**STATED PROBLEM**
Identify each line in the rows below that has the word "board" in it, and copy those lines.

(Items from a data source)
- - - -

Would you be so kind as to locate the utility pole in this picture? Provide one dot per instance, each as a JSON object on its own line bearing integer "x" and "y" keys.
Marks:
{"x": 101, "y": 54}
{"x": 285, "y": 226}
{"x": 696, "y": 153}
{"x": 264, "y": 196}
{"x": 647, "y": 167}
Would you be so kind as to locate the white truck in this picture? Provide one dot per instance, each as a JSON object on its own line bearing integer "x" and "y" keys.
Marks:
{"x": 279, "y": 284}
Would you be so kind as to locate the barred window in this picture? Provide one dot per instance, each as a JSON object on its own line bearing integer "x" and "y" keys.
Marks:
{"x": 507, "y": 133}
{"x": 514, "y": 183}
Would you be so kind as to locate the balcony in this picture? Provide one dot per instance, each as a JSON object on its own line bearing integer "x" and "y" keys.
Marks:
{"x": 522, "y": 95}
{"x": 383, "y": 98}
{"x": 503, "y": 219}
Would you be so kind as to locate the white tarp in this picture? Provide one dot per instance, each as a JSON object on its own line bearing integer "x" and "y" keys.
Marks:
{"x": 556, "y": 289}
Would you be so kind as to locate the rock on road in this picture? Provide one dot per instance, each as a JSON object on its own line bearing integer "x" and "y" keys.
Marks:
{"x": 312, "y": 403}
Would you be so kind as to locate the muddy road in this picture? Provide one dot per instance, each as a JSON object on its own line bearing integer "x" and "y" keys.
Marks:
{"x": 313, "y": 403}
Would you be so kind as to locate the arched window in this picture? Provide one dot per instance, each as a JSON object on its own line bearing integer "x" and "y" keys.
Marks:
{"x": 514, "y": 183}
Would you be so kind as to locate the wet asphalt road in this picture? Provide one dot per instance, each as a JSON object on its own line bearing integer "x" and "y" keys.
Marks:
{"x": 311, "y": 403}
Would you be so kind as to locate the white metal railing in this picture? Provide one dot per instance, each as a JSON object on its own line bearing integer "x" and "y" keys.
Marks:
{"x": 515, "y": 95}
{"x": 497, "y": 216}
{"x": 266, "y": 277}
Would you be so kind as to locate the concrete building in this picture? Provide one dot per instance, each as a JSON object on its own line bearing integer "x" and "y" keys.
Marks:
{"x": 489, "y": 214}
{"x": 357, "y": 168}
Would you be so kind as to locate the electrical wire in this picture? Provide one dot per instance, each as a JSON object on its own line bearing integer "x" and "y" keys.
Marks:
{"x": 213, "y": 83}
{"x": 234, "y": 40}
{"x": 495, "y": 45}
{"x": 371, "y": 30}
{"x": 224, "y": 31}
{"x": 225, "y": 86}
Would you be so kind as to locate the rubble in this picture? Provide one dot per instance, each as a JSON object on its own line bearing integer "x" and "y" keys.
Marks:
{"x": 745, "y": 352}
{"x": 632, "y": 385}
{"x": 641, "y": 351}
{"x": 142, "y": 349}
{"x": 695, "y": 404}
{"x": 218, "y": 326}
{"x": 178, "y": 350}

- - - -

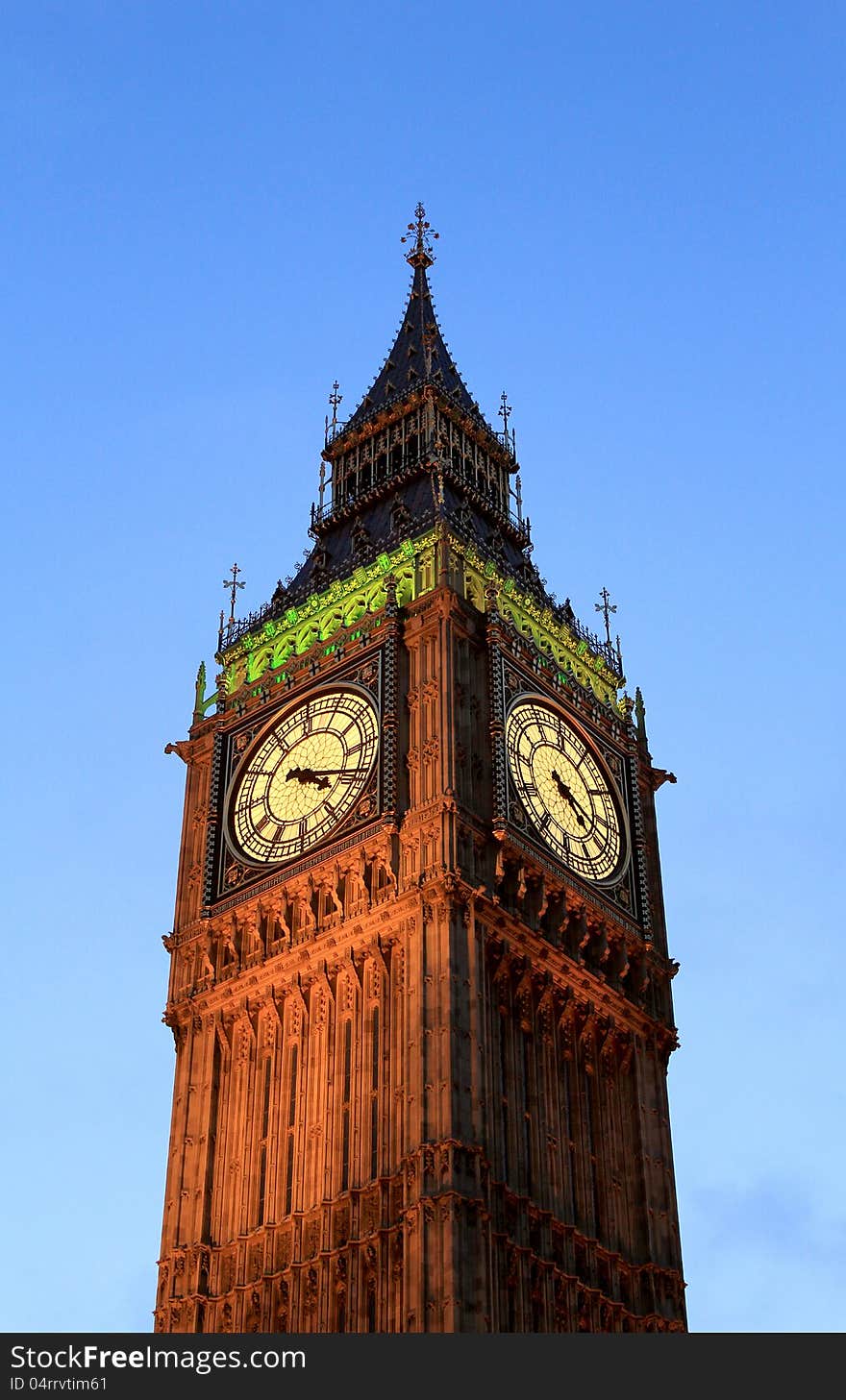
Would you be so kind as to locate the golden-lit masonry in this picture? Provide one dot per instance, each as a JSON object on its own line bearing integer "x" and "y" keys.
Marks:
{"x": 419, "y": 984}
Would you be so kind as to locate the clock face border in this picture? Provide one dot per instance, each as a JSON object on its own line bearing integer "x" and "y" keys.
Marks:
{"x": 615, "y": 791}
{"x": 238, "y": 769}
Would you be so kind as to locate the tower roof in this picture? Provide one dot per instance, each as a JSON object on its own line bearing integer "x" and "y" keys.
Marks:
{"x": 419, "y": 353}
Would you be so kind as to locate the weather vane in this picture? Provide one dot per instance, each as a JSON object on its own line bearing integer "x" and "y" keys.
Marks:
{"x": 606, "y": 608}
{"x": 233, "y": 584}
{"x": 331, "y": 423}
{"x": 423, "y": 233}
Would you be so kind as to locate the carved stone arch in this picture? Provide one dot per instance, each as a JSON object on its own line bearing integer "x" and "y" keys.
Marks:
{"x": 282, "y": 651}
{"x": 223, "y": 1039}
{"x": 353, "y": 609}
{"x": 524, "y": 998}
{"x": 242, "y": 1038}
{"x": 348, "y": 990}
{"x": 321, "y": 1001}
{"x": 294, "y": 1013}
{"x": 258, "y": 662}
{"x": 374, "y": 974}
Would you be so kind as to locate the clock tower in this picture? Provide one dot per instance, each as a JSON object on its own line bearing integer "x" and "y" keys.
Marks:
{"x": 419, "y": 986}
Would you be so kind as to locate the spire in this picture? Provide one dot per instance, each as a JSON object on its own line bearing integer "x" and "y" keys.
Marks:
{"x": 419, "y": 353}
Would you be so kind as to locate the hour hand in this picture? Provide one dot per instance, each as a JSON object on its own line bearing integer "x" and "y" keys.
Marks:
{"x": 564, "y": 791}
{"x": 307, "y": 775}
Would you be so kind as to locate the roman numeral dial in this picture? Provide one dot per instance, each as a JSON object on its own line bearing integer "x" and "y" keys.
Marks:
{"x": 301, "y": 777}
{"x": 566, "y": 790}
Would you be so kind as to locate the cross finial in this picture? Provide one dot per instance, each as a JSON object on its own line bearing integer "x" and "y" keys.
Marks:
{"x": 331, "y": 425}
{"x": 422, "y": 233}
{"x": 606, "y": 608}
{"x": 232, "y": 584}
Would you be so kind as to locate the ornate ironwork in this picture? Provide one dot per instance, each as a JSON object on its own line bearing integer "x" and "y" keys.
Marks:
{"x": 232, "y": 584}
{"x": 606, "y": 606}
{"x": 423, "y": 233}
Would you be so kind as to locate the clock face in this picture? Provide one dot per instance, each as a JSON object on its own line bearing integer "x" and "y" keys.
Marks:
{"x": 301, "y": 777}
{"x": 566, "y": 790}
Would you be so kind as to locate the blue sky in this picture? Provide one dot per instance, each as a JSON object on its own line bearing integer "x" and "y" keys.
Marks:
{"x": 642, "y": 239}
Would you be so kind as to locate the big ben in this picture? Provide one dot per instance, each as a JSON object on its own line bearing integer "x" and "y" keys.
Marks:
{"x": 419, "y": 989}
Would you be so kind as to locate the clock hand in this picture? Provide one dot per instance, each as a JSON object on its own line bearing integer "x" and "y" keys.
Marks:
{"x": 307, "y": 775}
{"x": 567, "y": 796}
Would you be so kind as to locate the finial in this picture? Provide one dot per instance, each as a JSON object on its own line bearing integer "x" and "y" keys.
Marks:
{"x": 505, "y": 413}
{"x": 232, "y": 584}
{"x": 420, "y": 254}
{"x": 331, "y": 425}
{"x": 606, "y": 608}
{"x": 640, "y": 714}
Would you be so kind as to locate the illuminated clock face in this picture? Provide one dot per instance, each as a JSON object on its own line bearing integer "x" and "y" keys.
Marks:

- - - -

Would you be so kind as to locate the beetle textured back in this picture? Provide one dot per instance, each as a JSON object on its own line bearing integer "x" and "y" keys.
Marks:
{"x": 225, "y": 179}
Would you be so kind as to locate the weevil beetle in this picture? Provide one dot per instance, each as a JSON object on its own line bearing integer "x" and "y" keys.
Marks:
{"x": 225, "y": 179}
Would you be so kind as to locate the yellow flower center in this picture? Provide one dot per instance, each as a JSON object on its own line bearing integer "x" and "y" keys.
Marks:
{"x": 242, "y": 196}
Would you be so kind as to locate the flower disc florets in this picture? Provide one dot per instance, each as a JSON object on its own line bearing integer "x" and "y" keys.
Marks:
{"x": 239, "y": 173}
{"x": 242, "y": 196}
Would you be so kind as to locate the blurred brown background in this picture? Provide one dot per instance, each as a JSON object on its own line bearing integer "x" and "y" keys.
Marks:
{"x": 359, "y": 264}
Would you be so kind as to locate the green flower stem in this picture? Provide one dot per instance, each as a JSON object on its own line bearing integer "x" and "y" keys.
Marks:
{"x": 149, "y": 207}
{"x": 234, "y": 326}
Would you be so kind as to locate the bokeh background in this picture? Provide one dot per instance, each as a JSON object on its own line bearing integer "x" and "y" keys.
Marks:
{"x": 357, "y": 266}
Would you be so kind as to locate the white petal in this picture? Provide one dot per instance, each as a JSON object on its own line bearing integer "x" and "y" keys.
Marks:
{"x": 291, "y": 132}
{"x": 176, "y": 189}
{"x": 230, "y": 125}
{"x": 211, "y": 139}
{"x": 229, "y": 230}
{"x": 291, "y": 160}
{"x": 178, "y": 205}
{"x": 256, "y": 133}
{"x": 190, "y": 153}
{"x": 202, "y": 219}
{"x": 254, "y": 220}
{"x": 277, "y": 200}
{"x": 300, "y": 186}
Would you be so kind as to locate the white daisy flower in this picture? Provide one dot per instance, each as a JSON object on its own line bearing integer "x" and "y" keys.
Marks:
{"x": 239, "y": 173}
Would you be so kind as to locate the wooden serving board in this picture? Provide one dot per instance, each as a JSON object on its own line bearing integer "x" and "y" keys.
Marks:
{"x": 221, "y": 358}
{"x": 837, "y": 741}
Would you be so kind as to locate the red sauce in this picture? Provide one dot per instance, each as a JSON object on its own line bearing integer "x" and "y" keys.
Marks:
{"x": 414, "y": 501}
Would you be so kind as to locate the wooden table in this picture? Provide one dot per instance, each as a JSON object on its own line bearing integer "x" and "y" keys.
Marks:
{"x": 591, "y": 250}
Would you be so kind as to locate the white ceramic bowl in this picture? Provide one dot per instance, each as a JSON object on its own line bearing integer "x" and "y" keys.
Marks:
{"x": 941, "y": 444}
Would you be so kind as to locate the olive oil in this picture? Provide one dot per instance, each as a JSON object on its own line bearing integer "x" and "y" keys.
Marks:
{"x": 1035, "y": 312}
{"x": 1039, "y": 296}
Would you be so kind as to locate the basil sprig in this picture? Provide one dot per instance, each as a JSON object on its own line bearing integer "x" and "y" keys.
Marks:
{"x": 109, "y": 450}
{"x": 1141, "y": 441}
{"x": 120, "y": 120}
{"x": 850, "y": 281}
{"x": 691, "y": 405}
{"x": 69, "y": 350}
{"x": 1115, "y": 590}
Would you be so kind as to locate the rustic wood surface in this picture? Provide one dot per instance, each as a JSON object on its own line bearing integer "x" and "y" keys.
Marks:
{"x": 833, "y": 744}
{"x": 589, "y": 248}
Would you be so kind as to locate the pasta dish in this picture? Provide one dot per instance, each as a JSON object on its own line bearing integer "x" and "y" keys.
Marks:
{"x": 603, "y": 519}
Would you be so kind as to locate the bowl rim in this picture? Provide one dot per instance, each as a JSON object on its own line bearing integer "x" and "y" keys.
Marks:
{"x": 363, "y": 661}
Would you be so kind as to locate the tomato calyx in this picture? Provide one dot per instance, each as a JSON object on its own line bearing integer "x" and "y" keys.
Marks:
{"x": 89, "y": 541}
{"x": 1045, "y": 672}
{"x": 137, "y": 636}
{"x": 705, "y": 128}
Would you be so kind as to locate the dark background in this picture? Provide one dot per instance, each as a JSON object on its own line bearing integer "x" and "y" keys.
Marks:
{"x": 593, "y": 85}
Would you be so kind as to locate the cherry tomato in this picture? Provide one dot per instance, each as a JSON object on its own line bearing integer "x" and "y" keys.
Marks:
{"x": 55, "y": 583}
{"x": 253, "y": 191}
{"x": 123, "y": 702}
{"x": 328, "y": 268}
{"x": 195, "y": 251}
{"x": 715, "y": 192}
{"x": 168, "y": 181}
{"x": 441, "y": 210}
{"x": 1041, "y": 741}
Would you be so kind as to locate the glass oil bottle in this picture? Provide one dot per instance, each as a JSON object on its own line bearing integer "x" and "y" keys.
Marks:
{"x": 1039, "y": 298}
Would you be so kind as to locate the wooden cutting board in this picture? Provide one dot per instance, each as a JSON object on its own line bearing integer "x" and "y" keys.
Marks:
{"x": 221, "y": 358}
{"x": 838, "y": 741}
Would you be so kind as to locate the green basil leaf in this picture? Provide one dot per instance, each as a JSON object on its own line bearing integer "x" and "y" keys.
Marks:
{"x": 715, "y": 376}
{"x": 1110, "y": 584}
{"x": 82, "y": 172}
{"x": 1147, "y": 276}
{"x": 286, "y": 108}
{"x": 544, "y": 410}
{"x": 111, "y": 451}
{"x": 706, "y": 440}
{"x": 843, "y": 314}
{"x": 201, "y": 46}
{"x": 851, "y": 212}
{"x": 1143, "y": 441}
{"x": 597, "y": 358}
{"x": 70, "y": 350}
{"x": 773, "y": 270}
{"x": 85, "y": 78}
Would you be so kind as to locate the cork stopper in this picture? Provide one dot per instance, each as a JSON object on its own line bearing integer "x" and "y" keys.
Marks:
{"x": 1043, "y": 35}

- - - -

**SOLUTION FOR THIS TASK**
Would you be so kind as to locate the wooden serving board in this picture? Provide one dot per instance, each as a JSON object on its own line bearing integer "x" and "y" keys.
Would you be so kind as to locate the wooden cutting board in this picture? Provide one dot per instance, each as a JSON object on its own line bearing integer "x" and "y" keys.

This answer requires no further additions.